▸ LÍNEAS DE DATOS:
☆ ☆ ☆ ☆ ☆ ☆ ☆

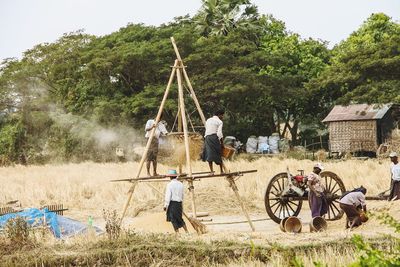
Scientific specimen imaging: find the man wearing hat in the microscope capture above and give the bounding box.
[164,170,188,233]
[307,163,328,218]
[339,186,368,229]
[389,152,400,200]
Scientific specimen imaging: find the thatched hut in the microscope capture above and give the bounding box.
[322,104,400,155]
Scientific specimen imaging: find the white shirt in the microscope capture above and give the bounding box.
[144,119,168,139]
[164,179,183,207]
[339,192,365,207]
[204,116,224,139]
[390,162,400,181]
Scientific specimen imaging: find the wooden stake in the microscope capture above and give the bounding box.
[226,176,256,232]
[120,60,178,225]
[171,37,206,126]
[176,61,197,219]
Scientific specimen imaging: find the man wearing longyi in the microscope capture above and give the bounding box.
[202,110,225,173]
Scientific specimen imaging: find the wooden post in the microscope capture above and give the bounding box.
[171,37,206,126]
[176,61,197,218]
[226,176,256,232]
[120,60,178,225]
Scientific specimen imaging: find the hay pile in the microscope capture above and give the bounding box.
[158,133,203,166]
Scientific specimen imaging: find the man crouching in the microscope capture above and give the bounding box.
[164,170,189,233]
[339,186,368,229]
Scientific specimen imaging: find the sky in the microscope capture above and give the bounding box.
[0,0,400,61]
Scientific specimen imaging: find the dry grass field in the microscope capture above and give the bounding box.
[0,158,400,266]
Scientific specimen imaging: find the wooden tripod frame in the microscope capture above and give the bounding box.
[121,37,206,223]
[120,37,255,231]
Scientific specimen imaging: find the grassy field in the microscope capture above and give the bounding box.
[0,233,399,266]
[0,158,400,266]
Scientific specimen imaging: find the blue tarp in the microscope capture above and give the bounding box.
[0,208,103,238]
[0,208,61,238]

☆ ☆ ☆ ☆ ☆ ☆ ☆

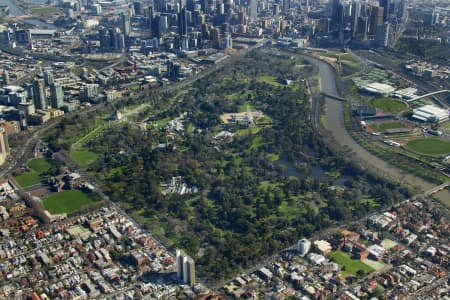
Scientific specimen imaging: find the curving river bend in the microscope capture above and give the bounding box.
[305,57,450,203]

☆ ☆ ☆ ☆ ☆ ☆ ☆

▸ CONSIGNA DEL EJERCICIO:
¿Podrías editar los registros desde la línea que contiene "Scientific specimen imaging: find the curving" hasta la línea que contiene "[305,57,450,203]", ambas incluidas, cambiando "river bend" por "creek bend" sin alterar nada más, y devolver únicamente esas líneas?

▸ RESULTADO DE SALIDA:
Scientific specimen imaging: find the curving creek bend in the microscope capture above and give the bounding box.
[305,57,450,203]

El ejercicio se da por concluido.